Dataset entries:
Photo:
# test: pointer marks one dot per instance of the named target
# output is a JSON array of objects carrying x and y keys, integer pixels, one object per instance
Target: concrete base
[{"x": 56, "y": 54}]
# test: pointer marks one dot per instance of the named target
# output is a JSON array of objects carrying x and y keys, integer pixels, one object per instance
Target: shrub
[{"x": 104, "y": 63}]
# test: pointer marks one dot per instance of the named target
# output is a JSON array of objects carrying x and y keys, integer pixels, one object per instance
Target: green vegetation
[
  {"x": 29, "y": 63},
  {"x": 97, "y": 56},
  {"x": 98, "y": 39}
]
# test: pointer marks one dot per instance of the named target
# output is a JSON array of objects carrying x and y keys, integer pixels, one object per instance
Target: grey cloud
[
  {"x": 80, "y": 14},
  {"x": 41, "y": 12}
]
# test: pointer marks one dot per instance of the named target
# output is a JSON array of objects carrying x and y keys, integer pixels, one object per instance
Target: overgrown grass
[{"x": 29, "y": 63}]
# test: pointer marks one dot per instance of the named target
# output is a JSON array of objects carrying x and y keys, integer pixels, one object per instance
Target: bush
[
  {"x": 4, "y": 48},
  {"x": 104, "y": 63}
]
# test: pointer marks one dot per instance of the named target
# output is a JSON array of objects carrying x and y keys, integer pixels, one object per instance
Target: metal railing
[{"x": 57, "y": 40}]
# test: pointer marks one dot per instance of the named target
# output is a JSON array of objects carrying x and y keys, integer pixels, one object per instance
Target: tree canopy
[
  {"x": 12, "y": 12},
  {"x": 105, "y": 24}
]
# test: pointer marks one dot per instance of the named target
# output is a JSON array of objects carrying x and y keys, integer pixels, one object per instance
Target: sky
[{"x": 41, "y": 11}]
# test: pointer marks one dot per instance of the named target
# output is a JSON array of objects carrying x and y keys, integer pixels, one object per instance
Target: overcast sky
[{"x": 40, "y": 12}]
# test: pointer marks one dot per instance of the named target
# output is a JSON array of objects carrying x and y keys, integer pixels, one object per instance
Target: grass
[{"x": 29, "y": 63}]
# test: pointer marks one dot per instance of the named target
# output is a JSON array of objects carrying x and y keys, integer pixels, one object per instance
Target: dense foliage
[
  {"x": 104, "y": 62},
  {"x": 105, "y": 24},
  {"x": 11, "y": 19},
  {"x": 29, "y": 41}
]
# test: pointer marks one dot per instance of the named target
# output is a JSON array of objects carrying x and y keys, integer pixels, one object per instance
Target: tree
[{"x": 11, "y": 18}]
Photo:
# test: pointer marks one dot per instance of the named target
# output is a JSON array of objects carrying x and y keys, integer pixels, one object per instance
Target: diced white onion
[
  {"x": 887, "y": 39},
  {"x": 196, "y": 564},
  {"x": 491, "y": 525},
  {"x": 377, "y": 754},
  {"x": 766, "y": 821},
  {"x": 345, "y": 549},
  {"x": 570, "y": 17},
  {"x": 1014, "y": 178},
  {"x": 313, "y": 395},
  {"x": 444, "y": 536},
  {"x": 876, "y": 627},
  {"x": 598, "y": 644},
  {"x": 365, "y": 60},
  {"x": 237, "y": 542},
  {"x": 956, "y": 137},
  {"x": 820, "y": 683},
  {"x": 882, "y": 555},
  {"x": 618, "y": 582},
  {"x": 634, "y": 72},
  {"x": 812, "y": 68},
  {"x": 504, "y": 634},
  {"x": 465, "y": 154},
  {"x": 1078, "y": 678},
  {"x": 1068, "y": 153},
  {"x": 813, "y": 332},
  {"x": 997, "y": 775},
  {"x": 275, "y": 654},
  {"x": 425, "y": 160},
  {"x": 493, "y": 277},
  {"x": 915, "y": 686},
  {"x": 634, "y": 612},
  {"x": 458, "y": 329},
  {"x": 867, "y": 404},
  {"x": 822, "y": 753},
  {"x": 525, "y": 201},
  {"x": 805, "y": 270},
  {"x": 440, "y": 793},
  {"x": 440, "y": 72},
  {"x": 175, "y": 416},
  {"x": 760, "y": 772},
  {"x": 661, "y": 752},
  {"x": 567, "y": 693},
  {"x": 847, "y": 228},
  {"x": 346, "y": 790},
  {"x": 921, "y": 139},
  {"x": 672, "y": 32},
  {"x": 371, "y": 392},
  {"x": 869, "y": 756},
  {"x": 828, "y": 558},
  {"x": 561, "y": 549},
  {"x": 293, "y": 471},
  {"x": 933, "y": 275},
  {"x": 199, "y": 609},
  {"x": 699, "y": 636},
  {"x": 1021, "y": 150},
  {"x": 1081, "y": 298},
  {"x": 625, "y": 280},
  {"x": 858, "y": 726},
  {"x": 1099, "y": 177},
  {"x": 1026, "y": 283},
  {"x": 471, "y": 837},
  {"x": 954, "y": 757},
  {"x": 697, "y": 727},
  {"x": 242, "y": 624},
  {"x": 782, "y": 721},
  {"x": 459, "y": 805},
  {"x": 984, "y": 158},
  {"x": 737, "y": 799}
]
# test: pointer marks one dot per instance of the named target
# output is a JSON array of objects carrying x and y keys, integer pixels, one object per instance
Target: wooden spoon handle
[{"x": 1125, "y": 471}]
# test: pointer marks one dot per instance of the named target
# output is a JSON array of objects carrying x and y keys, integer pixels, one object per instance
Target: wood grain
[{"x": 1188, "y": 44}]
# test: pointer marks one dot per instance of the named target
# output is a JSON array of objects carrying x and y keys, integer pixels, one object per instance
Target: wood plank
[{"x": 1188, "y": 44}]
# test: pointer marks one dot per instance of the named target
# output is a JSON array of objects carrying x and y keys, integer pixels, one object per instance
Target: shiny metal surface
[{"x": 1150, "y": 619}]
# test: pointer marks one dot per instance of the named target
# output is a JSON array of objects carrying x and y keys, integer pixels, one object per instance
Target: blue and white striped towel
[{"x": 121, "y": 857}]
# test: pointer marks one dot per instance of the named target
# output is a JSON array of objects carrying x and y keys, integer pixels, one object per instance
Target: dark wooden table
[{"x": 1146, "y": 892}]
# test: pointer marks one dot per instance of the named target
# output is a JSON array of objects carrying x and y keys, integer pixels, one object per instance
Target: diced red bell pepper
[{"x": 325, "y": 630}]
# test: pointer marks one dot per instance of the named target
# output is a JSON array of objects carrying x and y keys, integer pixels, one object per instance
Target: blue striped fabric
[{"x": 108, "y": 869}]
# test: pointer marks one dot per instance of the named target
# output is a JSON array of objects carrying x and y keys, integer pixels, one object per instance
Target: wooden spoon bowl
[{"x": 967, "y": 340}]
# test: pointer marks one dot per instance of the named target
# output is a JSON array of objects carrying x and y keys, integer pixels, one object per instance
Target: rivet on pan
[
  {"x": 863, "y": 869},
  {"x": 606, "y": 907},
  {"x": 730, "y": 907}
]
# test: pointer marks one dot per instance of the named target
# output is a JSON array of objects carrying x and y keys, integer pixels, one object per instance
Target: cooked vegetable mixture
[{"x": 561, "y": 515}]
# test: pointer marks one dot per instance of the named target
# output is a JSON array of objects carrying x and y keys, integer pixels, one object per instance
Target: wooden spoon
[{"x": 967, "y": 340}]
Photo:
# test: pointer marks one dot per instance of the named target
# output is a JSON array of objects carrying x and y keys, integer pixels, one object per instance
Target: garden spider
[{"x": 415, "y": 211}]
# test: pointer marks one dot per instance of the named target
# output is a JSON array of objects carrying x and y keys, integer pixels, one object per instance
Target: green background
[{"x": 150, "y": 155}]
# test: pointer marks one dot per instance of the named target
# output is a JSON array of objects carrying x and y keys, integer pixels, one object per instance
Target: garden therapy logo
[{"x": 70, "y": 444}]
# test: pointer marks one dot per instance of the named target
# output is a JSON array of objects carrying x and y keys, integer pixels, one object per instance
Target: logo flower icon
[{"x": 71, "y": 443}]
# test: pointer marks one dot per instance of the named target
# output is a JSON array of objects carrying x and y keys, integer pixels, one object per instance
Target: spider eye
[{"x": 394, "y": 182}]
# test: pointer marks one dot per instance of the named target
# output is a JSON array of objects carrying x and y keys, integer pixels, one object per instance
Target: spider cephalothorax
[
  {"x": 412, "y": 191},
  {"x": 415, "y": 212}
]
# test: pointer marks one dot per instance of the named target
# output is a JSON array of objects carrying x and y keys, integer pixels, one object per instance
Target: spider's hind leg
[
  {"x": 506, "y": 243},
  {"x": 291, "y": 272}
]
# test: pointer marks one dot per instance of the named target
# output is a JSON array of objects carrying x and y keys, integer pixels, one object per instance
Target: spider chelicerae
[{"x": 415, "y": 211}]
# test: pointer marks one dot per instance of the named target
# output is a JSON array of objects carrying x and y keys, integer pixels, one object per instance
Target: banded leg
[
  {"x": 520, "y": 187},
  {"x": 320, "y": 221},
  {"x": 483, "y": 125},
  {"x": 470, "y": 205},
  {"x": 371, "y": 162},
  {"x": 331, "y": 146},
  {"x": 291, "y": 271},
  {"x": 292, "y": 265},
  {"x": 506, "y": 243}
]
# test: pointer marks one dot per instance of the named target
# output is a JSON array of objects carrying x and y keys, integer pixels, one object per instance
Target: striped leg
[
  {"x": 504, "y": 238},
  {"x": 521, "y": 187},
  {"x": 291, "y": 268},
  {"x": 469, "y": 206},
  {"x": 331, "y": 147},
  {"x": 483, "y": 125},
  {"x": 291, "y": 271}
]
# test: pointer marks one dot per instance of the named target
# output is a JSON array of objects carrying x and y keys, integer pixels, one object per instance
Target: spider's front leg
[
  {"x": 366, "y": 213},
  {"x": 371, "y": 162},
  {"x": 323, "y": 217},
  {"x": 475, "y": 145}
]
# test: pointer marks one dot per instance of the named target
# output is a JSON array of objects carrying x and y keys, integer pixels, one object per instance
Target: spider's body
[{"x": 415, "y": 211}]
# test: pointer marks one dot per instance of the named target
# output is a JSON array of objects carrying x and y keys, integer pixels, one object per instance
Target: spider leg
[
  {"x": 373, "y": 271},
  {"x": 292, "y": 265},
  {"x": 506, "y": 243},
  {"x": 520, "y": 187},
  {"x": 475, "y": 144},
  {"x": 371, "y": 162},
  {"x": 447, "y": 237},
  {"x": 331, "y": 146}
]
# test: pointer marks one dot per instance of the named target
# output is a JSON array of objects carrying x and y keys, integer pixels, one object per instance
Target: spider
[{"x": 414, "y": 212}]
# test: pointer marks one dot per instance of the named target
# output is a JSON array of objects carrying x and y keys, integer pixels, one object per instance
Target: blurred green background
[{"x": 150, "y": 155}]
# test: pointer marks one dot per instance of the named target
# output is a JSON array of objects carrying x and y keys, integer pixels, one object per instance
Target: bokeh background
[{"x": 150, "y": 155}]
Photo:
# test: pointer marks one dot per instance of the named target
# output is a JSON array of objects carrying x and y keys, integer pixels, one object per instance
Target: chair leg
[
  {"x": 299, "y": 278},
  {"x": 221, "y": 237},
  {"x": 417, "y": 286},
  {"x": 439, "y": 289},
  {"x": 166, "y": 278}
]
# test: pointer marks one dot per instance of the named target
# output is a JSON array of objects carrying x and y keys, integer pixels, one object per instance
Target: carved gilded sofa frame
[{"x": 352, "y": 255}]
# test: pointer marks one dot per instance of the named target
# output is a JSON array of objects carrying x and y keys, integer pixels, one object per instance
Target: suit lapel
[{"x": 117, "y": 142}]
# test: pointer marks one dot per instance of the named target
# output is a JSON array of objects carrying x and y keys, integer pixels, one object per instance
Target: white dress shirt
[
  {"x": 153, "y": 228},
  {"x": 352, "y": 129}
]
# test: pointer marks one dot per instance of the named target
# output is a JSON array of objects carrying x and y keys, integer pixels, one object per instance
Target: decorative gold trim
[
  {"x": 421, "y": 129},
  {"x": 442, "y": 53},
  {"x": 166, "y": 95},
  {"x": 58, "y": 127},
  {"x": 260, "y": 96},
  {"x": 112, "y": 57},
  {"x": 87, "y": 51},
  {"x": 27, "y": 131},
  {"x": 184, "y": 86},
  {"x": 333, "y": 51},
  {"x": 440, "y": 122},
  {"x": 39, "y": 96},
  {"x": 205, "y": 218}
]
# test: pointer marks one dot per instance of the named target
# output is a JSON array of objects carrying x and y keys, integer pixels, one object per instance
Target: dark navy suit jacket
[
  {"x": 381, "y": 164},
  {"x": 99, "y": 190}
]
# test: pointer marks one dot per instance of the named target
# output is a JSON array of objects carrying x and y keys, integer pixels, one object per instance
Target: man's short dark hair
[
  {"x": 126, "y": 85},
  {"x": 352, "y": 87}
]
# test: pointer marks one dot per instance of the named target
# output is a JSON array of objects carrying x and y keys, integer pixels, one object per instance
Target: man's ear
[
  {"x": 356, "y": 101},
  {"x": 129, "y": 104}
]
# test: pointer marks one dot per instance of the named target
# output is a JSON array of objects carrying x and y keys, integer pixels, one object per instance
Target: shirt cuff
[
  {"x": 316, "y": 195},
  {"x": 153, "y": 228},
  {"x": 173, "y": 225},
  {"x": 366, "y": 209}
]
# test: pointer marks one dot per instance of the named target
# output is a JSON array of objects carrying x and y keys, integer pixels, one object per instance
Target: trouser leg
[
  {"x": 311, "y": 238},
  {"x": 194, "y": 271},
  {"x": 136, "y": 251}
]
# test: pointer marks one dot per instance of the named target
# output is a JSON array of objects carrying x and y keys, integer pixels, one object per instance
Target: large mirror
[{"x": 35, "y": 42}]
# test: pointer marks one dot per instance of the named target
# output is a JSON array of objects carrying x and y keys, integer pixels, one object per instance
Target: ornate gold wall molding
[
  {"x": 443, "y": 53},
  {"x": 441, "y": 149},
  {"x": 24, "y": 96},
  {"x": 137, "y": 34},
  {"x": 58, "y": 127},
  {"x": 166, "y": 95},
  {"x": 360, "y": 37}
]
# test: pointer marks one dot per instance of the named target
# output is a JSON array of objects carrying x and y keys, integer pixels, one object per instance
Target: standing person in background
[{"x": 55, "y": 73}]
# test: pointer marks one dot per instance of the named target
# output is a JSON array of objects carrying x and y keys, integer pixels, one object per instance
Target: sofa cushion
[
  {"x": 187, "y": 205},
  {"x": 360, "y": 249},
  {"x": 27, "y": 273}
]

Task brief: After locating the line that holds "Target: ornate gold wall molding", print it and each line after it through the end of the data, exactly as it stands.

Solution below:
Target: ornate gold wall molding
[
  {"x": 443, "y": 53},
  {"x": 441, "y": 149},
  {"x": 24, "y": 96},
  {"x": 137, "y": 34},
  {"x": 58, "y": 127},
  {"x": 166, "y": 95},
  {"x": 360, "y": 37}
]
# test: pointer marks one dot per instance of the named target
# output is a JSON array of objects carrying x and y keys, integer pixels, one object per instance
Target: standing person in background
[{"x": 55, "y": 73}]
# test: pointer marks one dot per instance of the named target
# output is a JSON array of objects carrying x and y keys, integer pixels, one object per instance
Target: sofa cushion
[
  {"x": 187, "y": 205},
  {"x": 360, "y": 249},
  {"x": 27, "y": 273}
]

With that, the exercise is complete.